### Dataset entries:

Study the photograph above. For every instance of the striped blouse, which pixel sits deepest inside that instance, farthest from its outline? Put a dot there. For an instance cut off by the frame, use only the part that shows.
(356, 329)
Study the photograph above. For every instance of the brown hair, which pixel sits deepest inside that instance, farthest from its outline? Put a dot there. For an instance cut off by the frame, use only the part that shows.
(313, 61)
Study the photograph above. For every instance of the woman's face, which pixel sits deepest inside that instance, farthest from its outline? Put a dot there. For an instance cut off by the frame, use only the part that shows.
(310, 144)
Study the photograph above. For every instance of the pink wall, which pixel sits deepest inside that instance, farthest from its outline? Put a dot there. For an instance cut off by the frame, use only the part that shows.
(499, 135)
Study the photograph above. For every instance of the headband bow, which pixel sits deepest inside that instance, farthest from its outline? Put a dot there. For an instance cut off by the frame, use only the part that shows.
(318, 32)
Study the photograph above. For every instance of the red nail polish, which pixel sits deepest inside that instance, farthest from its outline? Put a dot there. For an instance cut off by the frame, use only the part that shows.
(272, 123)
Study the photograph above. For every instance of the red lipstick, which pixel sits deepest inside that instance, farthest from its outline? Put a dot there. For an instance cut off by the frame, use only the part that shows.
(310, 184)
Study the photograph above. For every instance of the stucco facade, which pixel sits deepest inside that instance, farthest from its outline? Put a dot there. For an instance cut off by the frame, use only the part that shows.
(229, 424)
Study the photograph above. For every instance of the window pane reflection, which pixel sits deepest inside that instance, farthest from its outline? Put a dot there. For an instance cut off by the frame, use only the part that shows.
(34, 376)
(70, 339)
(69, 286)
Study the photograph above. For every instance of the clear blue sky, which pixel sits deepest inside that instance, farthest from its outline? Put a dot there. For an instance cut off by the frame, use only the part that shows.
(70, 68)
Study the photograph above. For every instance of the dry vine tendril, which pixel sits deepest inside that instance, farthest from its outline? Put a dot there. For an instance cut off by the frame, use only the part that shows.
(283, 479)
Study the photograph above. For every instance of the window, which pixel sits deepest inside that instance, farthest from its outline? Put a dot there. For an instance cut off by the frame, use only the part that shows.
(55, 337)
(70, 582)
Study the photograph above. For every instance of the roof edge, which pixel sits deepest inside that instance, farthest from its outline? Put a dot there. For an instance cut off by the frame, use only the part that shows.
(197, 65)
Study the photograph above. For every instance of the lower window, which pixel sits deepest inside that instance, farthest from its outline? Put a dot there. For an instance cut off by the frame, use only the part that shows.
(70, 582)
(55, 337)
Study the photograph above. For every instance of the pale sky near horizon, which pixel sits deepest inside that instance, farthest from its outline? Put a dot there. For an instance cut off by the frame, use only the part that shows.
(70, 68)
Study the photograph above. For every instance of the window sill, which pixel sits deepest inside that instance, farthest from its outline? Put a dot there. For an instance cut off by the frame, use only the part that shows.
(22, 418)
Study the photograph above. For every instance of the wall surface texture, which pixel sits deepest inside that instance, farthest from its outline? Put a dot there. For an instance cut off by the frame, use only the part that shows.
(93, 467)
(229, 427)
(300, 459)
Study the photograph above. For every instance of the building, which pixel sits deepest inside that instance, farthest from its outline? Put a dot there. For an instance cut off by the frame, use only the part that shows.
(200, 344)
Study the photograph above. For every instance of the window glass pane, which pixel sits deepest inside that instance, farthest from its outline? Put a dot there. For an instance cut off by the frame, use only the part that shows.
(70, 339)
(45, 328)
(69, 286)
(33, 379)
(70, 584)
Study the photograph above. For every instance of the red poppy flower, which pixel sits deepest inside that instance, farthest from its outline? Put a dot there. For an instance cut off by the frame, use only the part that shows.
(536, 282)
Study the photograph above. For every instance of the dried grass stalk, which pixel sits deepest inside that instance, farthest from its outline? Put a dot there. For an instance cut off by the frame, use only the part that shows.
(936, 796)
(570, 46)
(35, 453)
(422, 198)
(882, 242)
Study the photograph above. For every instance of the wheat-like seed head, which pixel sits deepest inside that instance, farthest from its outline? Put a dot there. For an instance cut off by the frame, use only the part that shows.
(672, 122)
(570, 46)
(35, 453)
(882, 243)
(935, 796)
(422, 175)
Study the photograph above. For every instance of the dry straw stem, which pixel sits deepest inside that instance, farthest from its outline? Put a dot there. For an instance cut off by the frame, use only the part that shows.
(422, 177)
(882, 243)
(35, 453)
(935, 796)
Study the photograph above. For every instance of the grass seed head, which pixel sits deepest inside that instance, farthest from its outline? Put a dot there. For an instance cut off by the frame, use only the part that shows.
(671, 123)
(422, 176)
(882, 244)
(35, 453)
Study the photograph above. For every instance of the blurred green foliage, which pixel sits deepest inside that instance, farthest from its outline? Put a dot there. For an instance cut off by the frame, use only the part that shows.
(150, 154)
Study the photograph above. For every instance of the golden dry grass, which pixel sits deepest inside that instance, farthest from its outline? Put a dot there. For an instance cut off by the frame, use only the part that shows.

### Short task:
Copy all of the records above again, word for word, without changing anything.

### Written solution:
Study the photograph above. For every instance of the striped blouse, which pixel sits deepest inside that instance, farthest from its outline? Put a dot there. For an instance cut off by the frame, use only the part that shows.
(356, 329)
Study the photograph above. For every instance of the brown hair, which pixel sits deepest inside that instance, farthest from its outline? Put a dot there. For an instance cut off by the frame, use only the part that shows.
(313, 61)
Study the photograph above. For every instance of the woman's face, which pixel sits deepest inside that instance, farthest from its outline? Put a dot there. For an instance cut off by the frame, use only the part that shows.
(310, 144)
Study the photograph above. For every instance of the pink wall, which pixel sits deepest inside that instance, farthest from its outline? Put a dot there. For an instance cut off by the frame, use only the part that shows.
(499, 135)
Study the photograph above. For every instance of the headband bow, which pixel sits deepest inside that instance, farthest from its outline? Put a dot there. For an instance cut off by the frame, use only the part that shows.
(318, 32)
Study the photograph above. For every instance of the red nail polish, which pixel sits deepest inside that instance, farthest from its outline? Put a dot there. For an instance cut off by the frame, use only the part that shows.
(272, 123)
Study the photograph above. For every instance of the red lipstick, which pixel sits deepest inside that instance, farthest from its outline? Put a dot there. For an instance cut off by the frame, use only the part that shows.
(310, 184)
Study the photograph above. For every instance of the stucco facade, which pixel sits deepest inside that instance, farthest from its outline? Put a dot there. For an instance cut off by the frame, use only the part that shows.
(229, 424)
Study the photograph above. For every instance of the window pane reflection, which pixel sits deepest inside that instance, farthest from its outline? Put a dot there. For an instance cut off by the frame, use only the part that shows.
(34, 376)
(70, 339)
(69, 286)
Study the photograph above. For every instance of the clear blue sky, which pixel sits deepest inside that instance, farthest from its outline? Put a dot there. For an instance cut off by the frame, use only the part that shows.
(70, 68)
Study the photograph above. For every instance of the dry vine tendril, which pixel sits deepest inside that instance, farthest from its outline? Put a dot there. For an instance cut off by the frame, use only the part that shows.
(283, 479)
Study the photograph above. For every instance of the window, which pixel sits deepest inside that instance, farthest from its outline? Put a dot there. For an instance cut off by the frame, use only the part that shows.
(55, 337)
(70, 582)
Study the photograph above. For every instance of the roof edge, which pixel sits deepest inside that instance, farthest from its outline? Put a dot there. For an instance cut off by the frame, use only the part that shows.
(197, 65)
Study the photograph above. For every instance of the lower window, which pixel sits deepest inside that instance, farthest from its outline? Put a dot there. For an instance cut off by the frame, use only the part that shows.
(70, 582)
(55, 337)
Study the photograph above. For every instance of the pale sky near horizon, which pixel sits deepest inside that instance, farthest from its outline? Put a dot there. For an instance cut off by the frame, use only the part that shows.
(70, 68)
Study the photograph above. For every instance of the window sill, which pixel sits deepest inside that instance, farthest from its outline? Put a dot there. For an instance cut off by the frame, use only the part that shows.
(22, 418)
Study the photograph above. For every instance of the wall surface texture, which pixel sits deepest inside that instance, farthest from its outline? Put a dot there. For an instance cut off by the frame, use only the part that shows.
(93, 467)
(229, 427)
(300, 459)
Study the photograph above. For every instance of the building, which pixel sits deepest inside that instance, farthest from its outline? Put a dot there. For an instance cut off by the frame, use only the part that shows.
(200, 344)
Study the photograph above. For every instance of the window glass pane, which pixel sits deepest inside that instance, farthest from its outline? Put a dot there. For an instance cut off by the frame, use only the part that shows.
(70, 339)
(45, 328)
(69, 286)
(33, 379)
(70, 584)
Study the photograph above. For every instance of the red poppy flower, which pixel sits deepest inside that instance, farthest from its outline? Put a dot there. For an instance cut off by the frame, use only the part that shows.
(536, 282)
Study the photograph above. For every instance of the dried grass stalk, which pixel sits deepest inside that instance, farthest from its outline? Put a dot there. For an instance cut off by the frame, use only the part that shows.
(936, 796)
(570, 46)
(35, 453)
(422, 198)
(882, 242)
Study the photograph above. For every instance of the wheat-like seed head, which pixel sits deepest inside that instance, farthest from its outline? Put a dot there. For an instance cut off by the frame, use only the part that shows.
(672, 122)
(570, 46)
(35, 453)
(882, 243)
(935, 796)
(422, 175)
Study the photograph above. For every instance of the dry straw stem, which pixel sits deepest inside that instance, farthest from its outline? Put a dot there. For an instance cut off by the frame, use only the part that shows.
(422, 177)
(882, 243)
(35, 453)
(935, 796)
Study the photograph above. For every instance of the grass seed head, which pixel sits deepest inside that instance, farthest from its outline? Put a dot there. For an instance cut off by the frame, use only the part that shows.
(671, 123)
(422, 176)
(882, 244)
(35, 453)
Study the photograph above. For every instance of the blurred green foliage, which pixel sits deepest inside that instance, farthest from its outline? Put a dot there. For an instance cut off by the frame, use only the part that shows.
(150, 154)
Study the photograph above. For every instance of the golden dry grass, which pixel sits deepest inside that instance, farthest from its outline? Put a dot there. For an instance cut off by the frame, use only the part that shows.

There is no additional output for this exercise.